Location annotation dataset excerpts
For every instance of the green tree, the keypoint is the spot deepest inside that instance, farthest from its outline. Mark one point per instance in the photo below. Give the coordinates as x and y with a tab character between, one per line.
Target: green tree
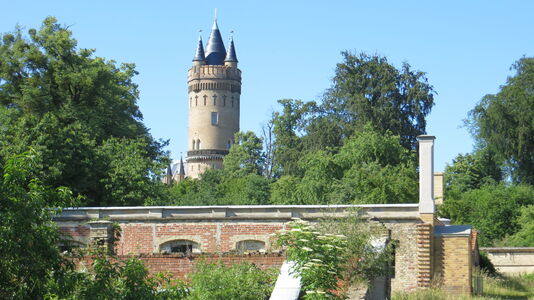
472	171
28	236
376	169
492	209
288	144
524	237
504	123
245	155
108	277
70	106
368	89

= Objective =
Quote all of the data above word for word, leaving out the picture.

= Task response =
For every instance of the green tree, the keypoint is the spot deepest inside that instance, farthest from its outline. Mark one point per instance in the photo below. Give the coordinates as x and y with a tab character between, one per line.
Target: green tree
472	171
28	236
376	169
492	209
288	144
524	237
504	123
245	155
108	277
70	106
368	89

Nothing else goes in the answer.